The data must be written out once more, precisely as given.

---

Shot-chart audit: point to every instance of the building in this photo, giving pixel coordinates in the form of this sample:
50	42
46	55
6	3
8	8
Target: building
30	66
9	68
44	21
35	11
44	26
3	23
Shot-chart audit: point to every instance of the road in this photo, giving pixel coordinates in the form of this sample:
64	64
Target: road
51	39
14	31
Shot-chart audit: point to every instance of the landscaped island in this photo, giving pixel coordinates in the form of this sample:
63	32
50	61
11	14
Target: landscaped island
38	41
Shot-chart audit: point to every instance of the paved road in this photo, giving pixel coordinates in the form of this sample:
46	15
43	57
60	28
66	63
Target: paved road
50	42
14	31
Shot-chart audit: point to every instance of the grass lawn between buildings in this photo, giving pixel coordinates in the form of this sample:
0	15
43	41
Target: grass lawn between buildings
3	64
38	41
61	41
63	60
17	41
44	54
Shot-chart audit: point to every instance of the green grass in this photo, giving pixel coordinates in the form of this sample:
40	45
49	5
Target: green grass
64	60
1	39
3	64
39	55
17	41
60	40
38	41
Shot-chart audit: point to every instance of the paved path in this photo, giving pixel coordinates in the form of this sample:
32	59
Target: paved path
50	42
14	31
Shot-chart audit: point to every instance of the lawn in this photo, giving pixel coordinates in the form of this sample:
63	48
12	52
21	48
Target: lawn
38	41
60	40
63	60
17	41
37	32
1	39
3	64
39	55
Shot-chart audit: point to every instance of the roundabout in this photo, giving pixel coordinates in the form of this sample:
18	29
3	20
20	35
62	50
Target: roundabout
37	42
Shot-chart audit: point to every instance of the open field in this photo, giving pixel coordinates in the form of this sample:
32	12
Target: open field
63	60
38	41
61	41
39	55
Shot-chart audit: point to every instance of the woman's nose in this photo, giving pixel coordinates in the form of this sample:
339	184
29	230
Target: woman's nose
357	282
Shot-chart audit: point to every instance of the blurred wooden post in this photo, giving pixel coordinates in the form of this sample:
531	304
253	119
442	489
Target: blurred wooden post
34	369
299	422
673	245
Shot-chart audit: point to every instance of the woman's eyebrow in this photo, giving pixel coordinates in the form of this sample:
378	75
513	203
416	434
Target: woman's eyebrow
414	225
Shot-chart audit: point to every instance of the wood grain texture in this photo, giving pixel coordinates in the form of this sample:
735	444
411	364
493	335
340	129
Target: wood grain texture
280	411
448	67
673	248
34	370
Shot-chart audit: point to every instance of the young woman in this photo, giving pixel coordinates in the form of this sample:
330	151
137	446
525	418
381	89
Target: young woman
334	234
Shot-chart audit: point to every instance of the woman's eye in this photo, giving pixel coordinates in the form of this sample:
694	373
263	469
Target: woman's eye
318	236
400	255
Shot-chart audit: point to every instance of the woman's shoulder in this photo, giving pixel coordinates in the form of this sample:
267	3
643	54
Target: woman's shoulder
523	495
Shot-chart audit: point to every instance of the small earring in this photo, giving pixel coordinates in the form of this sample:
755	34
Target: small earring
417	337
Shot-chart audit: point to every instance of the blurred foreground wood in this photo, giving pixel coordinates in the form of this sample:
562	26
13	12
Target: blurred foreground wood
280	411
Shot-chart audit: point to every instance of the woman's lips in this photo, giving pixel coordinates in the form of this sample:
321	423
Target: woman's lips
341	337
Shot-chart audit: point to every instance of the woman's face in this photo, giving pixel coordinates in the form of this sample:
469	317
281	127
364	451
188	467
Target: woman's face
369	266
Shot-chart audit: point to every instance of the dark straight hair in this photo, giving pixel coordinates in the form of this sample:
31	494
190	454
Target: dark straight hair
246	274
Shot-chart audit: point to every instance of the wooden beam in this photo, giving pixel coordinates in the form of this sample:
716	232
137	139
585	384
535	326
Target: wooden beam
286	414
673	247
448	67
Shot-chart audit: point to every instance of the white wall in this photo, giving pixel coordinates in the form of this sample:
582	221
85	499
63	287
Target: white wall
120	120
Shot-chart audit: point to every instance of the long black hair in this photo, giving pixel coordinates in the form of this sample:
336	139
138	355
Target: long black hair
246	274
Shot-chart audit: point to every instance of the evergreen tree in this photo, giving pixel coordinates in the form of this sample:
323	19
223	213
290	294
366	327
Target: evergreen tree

---

[Reply to the exercise]:
Shot-chart audit: point to every instance of the building in this photo, giving pixel coordinates in the form of this sample:
50	42
46	55
6	3
8	8
Target: building
30	66
9	68
44	21
35	11
44	26
3	23
Shot-chart audit: point to every instance of the road in this photo, giving pixel coordinates in the form of this sample:
64	64
Target: road
51	39
14	31
Shot-chart audit: point to every instance of the landscaped island in this photo, giving pixel coordinates in the form of this sample:
63	32
50	61
11	14
Target: landscaped island
38	41
Shot-chart audit: point to every instance of the paved road in this photo, giving pixel coordinates in the form of this sample:
46	15
43	57
60	28
66	63
Target: paved road
50	42
14	31
Shot-chart audit: point to every instance of the grass lawn between buildings in this photo, giving pixel coordinates in the form of this sample:
0	15
43	41
Target: grass lawn between buildings
3	64
38	41
61	41
63	60
17	41
44	54
Shot-chart audit: point to every instance of the green grass in this photo, giving pixel coordinates in the form of this sample:
40	45
49	5
Target: green grass
64	60
1	39
3	64
39	55
17	41
60	40
38	41
Shot-chart audit: point to every instance of the paved path in this photo, giving pixel coordinates in the form of this sample:
32	59
Target: paved path
50	42
14	31
Shot-chart audit: point to every instance of the lawn in this photo, giving pixel coordinates in the form of this sample:
63	48
12	52
21	48
Target: lawn
38	41
60	40
63	60
17	41
37	32
1	39
3	64
39	55
Shot-chart audit: point to every instance of the roundabout in this photo, giving pixel coordinates in the form of this sample:
18	29
3	20
20	35
62	50
Target: roundabout
37	42
Shot-chart audit: point to every instance of the open field in this photo, giving pixel coordinates in the form of this sample:
32	12
Target: open field
63	60
38	41
61	41
39	55
Shot-chart audit: point to every instance of the woman's nose in this photo, giving pixel coordinates in the form of this sample:
339	184
29	230
Target: woman's nose
357	282
Shot-chart audit: point to every instance of the blurred wooden post in this photo, giving pixel coordinates in the form of this sample:
531	304
253	119
442	489
Target: blurred wooden post
34	369
299	422
673	245
Shot-chart audit: point to every instance of the woman's eyebrow in this photo, giving pixel coordinates in the form of this sample:
378	75
513	203
416	434
Target: woman's eyebrow
414	225
Shot-chart audit: point to every instance of the wood grain texture in this photo, giving pixel coordinates in the form of this sample:
735	444
411	364
493	335
340	129
Target: wood grain texture
280	411
448	67
673	248
34	370
Shot-chart audit: point to every instance of the young woman in this photo, giving pixel coordinates in the form of this sample:
330	151
137	446
525	418
381	89
Target: young woman
334	234
Shot-chart audit: point to every instance of the woman's eye in this photo, giving pixel coordinates in the form of this sample:
694	373
263	469
Target: woman's eye
318	236
400	255
Shot-chart audit: point to every instance of the woman's shoulder in this photo, giving pixel coordinates in the form of this sample:
267	3
643	54
Target: woman's shoulder
523	495
Shot-chart audit: point to every instance of the small earring in this photo, giving pixel coordinates in the form of this sample:
755	34
Target: small earring
417	337
Shot-chart audit: point to every instance of the blurred foreground wood in this photo, giving pixel coordinates in the form of this sample:
562	26
13	12
Target: blurred foreground wood
280	411
Shot-chart audit: point to every instance of the woman's lips in this photo, giving pixel coordinates in the form of this sample:
321	423
Target: woman's lips
341	337
Shot-chart audit: point to every instance of the woman's face in this photo, giving pixel coordinates in the form of this sample:
469	317
281	127
364	451
188	467
Target: woman's face
369	266
Shot-chart audit: point to every instance of the dark straight hair in this photo, giving pixel coordinates in the form of this sample:
31	494
190	454
Target: dark straight hair
246	274
Shot-chart audit: point to every instance of the wooden beam in this photo, giving pixel coordinates in the form of this sample:
716	232
137	139
585	384
535	326
Target: wooden beam
286	414
673	247
448	67
Shot-chart audit: point to every instance of the white wall in this photo, giving pixel coordinates in the form of this sample:
582	221
85	499
63	287
Target: white wall
120	120
Shot-chart audit: point to every instance of the long black hair in this photo, giving pixel coordinates in the form of this sample:
336	139
138	355
Target: long black hair
246	274
Shot-chart audit: point to every instance of the evergreen tree in this photo, giving pixel coordinates in the form of this sample:
323	19
223	213
290	294
366	327
Target: evergreen tree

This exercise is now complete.